- **Excerpted passage**
================================
Today's poll shows very little gender bias in a breakdown of the party vote. The gender breakdown is almost exactly in line with the overall party vote figures, except for New Zealand First.
The party has more pronounced support from women than men but given that its overall party vote rating is 1.9 per cent, the sample size is too small to be significant.
A gender bias is more evident in the preferred Prime Minister figures. National leader John Key has maintained his disproportionate support among men, with 49.2 per cent compared with 44.5 per cent support overall.
Prime Minister Helen Clark has more pronounced support among women: 47.9 per cent of women want her to be Prime Minister compared with 42.3 per cent support overall.
The party and preferred Prime Minister support figures have been broken down in to seven age bands: 18 to 24; 25 to 29; 30 to 39; 40 to 49; 50 to 59; 60 to 69; and 70 plus.
National has 51.5 per cent support overall but disproportionately less support among people in their 20s and 30s. Conversely, it has disproportionately more support from respondents in their 40s, 50s and 70s.
Labour has 36.2 per cent support overall and a large deficit among the youngest voter band, at 27.9 per cent, but it has much higher support from people in their 30s - rating 45 per cent in that age group. The Greens have again registered high support among young voters and New Zealand First higher support among the elderly.
================================
- **Extracted information**
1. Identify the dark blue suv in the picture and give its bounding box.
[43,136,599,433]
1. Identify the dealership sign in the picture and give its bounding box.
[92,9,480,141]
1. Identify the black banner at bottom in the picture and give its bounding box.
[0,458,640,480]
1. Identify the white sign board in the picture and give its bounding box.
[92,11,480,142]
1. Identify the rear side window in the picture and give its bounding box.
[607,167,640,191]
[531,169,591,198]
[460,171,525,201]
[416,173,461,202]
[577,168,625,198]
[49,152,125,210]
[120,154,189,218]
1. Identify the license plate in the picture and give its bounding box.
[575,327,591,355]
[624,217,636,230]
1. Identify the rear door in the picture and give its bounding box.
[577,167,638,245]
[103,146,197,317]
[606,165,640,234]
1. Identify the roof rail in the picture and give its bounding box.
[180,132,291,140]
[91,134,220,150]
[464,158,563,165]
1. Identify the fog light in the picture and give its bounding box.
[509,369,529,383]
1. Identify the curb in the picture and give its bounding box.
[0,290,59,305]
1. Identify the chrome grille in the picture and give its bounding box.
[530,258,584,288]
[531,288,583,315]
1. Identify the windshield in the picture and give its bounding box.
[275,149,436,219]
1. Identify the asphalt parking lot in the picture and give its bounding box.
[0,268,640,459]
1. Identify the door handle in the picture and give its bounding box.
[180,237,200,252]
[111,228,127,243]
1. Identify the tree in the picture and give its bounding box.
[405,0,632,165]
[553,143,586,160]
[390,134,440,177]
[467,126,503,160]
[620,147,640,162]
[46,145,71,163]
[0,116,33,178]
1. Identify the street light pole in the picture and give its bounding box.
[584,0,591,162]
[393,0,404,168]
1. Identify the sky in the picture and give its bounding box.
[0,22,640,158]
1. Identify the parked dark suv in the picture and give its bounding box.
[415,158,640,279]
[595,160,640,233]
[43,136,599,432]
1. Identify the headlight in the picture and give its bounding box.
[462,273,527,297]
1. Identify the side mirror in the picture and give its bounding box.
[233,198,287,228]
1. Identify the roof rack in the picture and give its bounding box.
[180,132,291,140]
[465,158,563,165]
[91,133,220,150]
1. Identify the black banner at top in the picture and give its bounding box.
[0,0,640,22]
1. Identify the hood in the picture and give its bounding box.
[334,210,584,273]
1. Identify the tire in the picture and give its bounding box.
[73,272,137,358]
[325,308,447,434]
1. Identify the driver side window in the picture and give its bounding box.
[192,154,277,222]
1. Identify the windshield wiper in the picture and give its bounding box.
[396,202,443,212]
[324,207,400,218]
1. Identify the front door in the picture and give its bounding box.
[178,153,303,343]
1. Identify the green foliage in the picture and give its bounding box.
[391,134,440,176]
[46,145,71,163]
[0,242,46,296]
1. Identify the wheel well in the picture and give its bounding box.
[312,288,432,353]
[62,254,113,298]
================================
- **Check your understanding**
A: Answer these about the poll breakdown:
(i) What percentage of men prefer John Key as Prime Minister?
(ii) Into how many age bands are the support figures broken down?
(iii) What is Labour's support among the youngest voter band?
B: Please pick up the poll breakdown after its final sentence and carry it on in the same reporting style.

- **Answers to the exercises**
A:
(i) 49.2 per cent
(ii) Seven
(iii) 27.9 per cent

B:
The Greens' overall party vote support is 6.4 per cent but they rate 17.6 per cent among the 18- to 24-year-olds. New Zealand First's overall party vote rating is 1.9 per cent, but it is favoured by 4.9 per cent of respondents in their 60s and 4.2 per cent of those in their 70s.
National leader John Key is disproportionately supported as preferred Prime Minister by the 40 to 60 age group and the over-70s. He has a support deficit among the 18- to 40-year-olds. With 44.6 per cent support overall, only 37.9 per cent of 18- to 24-year-olds prefer him but 50 per cent of over-70-year-olds support him.
Prime Minister Helen Clark, with 42.3 per cent support overall, is subject to smaller variations within the age group bands except that she has disproportionately high support from people in their 30s, at 48.7 per cent.
NZ First leader Winston Peters has 6.7 per cent support with not a lot of variation among the ages except for people in their 60s, of whom 14.5 per cent want him to be Prime Minister.
Labour has more support in lower-income households in both total support and disproportionately more support, but the gap between Labour and National in lower-income households is narrower than in the highest income bracket.
Labour has 36.2 per cent support overall, but 45.5 per cent support in households earning less than $30,000. National has 39.1 per cent support in that income group and 51.5 per cent overall. Among voters who earn more than $80,000, 61.9 per cent support National and 27.6 per cent support Labour.
ISSUES The economy has jumped to the number one issue most likely to influence people's votes, cited by 26.7 per cent of respondents. Number two issue is tax cuts, with 22.5 per cent, then hospital waiting lists, on 11.7 per cent, followed by law and order, leadership and global warming.
A further breakdown of the figures shows the economy was the number one issue among respondents before the Budget and after (25.7 per cent v 28.5 per cent).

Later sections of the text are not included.